» **TESTO DATO**:
━━━━
Dal suo punto di vista, l’Unione europea dovrebbe rafforzare la partecipazione democratica attraverso lo strumento dell’iniziativa cittadinaCollegamento esterno. Ma “più partecipazione significherebbe probabilmente anche molta meno Europa”, avverte il rappresentante della destra populista ed euroscettica. “Il popolo sarebbe certamente critico” nei confronti di alcune politiche comunitarie.
Il sistema politico svizzero, al cui centro vi è la democrazia diretta, potrebbe fungere da esempio per alcuni paesi europei. “È importante che la gente possa esprimersi sui grandi temi”, sostiene Jørn Dohrmann, che vede però anche dei limiti nel modello elvetico. “Se si vota su ogni piccolo dettaglio vi è il rischio che la gente pensi solo a sé stessa e perda di vista la visione d’insieme”.
━━━━
» **RIGHE DI DATI**:
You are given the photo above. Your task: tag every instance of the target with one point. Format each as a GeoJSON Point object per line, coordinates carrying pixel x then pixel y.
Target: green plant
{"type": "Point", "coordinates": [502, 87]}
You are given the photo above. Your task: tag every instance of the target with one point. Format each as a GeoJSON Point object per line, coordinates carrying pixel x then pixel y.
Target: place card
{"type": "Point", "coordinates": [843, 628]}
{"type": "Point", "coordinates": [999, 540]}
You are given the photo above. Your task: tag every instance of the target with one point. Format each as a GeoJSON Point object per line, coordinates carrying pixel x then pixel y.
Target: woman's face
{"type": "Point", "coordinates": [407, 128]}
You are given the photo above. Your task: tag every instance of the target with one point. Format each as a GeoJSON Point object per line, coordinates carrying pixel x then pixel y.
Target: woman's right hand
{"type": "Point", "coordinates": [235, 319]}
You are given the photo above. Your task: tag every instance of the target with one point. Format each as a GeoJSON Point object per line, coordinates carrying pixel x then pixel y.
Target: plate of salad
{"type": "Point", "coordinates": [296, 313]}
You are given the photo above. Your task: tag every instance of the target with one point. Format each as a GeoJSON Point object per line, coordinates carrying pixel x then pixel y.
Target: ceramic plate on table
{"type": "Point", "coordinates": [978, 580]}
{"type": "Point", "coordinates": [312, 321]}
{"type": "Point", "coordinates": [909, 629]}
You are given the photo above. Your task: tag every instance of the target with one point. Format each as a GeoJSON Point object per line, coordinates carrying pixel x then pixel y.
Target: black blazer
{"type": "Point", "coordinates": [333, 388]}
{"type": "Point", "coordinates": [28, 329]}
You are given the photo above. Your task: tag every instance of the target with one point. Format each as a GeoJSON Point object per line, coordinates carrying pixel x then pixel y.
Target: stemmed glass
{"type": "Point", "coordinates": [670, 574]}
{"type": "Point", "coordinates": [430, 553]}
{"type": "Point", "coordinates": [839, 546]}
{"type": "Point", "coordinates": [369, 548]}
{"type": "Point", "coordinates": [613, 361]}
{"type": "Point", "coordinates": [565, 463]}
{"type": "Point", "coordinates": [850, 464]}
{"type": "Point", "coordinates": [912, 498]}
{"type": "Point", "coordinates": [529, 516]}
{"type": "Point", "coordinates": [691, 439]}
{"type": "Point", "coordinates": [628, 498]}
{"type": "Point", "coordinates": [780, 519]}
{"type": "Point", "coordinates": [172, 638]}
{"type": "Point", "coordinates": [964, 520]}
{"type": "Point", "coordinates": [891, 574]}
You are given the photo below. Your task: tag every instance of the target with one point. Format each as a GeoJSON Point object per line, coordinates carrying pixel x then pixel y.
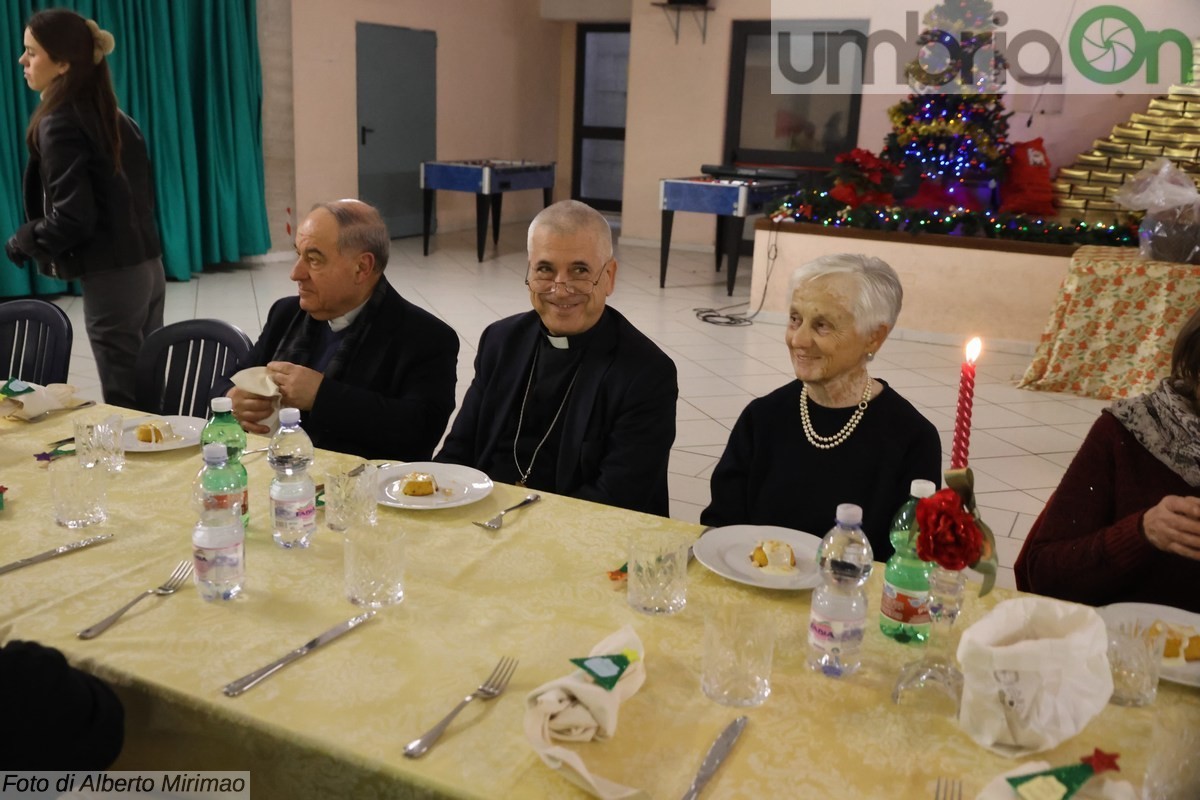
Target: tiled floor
━━━━
» **ATTIVITÀ DA SVOLGERE**:
1. Traduci in inglese questa frase del testo sulla democrazia diretta: "Il sistema politico svizzero, al cui centro vi è la democrazia diretta, potrebbe fungere da esempio per alcuni paesi europei."
2. Copia dal testo sulla democrazia diretta il brano che comincia con "Dal suo punto" e termina con "alcune politiche comunitarie.".
3. Prosegui il testo sulla democrazia diretta in Svizzera e in Europa dopo la sua ultima frase.

» **RISPOSTE PER PUNTO**:
1. The Swiss political system, at the heart of which lies direct democracy, could serve as an example for some European countries.

2.
Dal suo punto di vista, l’Unione europea dovrebbe rafforzare la partecipazione democratica attraverso lo strumento dell’iniziativa cittadinaCollegamento esterno. Ma “più partecipazione significherebbe probabilmente anche molta meno Europa”, avverte il rappresentante della destra populista ed euroscettica. “Il popolo sarebbe certamente critico” nei confronti di alcune politiche comunitarie.

3.
Interrogato sul futuro delle relazioni tra Berna e Bruxelles, messe a male dopo la decisione del popolo svizzero di porre un freno all’immigrazione, Jørn Dohrmann si dice ottimista. “Credo che troveremo una soluzione” sulla libera circolazione delle persone.
“Probabilmente non subito, dato che in autunno ci sono le elezioni. Ma la Svizzera ha tutto l’interesse a mantenere le relazioni bilaterali. E gli ultimi mesi hanno dimostrato che anche in seno all’UE l’immigrazione e la questione dei profughi sono un tema di dibattito”. La reintroduzione di una clausola di salvaguardia per limitare l’immigrazione potrebbe essere una soluzione accettabile, secondo Jørn Dohrmann, anche perché diversi paesi europei si stanno ponendo la stessa domanda.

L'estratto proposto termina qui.